Your task is to repeat the entries below exactly and to leave their images out.

▼

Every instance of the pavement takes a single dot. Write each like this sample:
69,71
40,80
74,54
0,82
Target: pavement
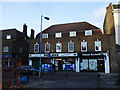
66,80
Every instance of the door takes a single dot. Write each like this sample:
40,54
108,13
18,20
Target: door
101,66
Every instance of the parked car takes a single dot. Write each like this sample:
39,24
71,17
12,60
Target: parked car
26,69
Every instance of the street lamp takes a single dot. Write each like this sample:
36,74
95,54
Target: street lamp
41,44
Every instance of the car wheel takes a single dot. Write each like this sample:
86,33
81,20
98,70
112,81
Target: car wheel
33,73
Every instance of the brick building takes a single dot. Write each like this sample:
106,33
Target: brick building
111,26
75,46
15,45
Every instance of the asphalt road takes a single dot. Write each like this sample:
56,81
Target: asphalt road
66,80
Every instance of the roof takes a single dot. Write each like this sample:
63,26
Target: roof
78,26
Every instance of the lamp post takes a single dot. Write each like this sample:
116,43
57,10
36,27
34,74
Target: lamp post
41,44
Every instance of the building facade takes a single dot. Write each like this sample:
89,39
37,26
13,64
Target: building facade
74,46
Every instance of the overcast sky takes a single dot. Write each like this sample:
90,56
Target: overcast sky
15,14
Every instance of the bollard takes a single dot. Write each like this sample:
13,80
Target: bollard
98,80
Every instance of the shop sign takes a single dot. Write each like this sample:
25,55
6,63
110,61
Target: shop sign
63,54
38,55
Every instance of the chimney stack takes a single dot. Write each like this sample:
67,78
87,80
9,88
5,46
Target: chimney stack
32,34
25,29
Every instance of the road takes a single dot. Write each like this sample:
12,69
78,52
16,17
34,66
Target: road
66,80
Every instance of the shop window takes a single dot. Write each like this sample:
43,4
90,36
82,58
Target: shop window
44,35
5,48
8,36
88,32
58,47
97,45
47,47
72,34
36,48
84,46
57,35
71,46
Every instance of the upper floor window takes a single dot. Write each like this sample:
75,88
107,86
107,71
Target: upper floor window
71,46
44,35
36,48
72,34
5,48
21,49
83,46
57,35
88,32
47,47
97,45
8,36
58,47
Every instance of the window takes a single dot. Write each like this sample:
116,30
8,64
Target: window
5,48
47,47
97,45
7,62
70,46
45,36
88,32
83,46
58,47
8,36
36,48
72,33
57,35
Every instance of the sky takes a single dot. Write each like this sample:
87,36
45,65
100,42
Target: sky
15,14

▲

→ **Result**:
Every instance of the pavement takes a single dot. Write each like this sample:
69,71
40,80
74,54
0,82
Target: pavement
66,80
Every instance of the door takes a single dot. Write each like this sample:
40,54
108,13
18,20
Target: door
101,66
Every instance of the parked car takes a single dot. Write each like this sample:
39,24
71,17
12,60
Target: parked car
26,69
Every instance of the street lamp takes a single dot. Write each like this sample:
36,74
95,54
Target: street lamp
41,44
Every instance of the car wheel takes a single dot. Write each like this sample:
86,33
81,20
98,70
112,81
Target: car wheel
33,73
Every instance of the brick building takes a single dot. Write each like this sample:
106,33
Target: brick building
111,26
75,46
15,45
Every instance of the asphalt road takes a single dot. Write each like this sample:
56,81
Target: asphalt road
66,80
Every instance of the roof takes a single dot. Write each like this sample:
63,26
Target: roof
78,26
Every instance of the lamp post takes a single dot. Write each like this sample:
116,43
57,10
36,27
34,74
Target: lamp post
41,44
Every instance of the building facade takes a single dot. Write each like this sample:
89,39
37,26
13,64
Target: building facade
74,46
Every instance of the overcast sky takes a single dot. Write each like this sample:
90,56
Target: overcast sky
15,14
Every instance of the bollard takes a single dot. Write each like this sample:
13,80
Target: bollard
98,80
Every instance of the shop sign takes a single dot. Write each like this sample:
25,55
6,63
110,61
Target: shop sign
63,54
38,55
Every instance of the chimney stack takes a single dot. Write each like this sample:
67,78
87,80
9,88
5,46
Target: chimney stack
32,34
25,29
Every instance of the road takes a single dot. Write each like this sample:
12,69
78,52
16,17
34,66
Target: road
66,80
Every instance of the shop window takes a single dot. Write each like this sample:
43,4
90,36
82,58
Target: shop window
44,35
5,48
8,36
88,32
58,47
97,45
47,47
72,34
36,48
84,46
57,35
71,46
Every instance of the upper floor window takes a single dot. Write each like this sample:
75,88
107,86
107,71
Target: upper floor window
71,46
44,35
36,48
72,34
5,48
21,49
83,46
57,35
88,32
47,47
97,45
8,36
58,47
Every instance of the window takes a single dot. Write each like this sample:
116,30
8,64
Target: window
5,48
47,47
97,45
7,62
70,46
45,36
88,32
83,46
58,47
8,36
36,48
72,33
57,35
Every instance of the sky takes a single dot. Write each like this sample:
87,36
45,65
100,42
Target: sky
15,14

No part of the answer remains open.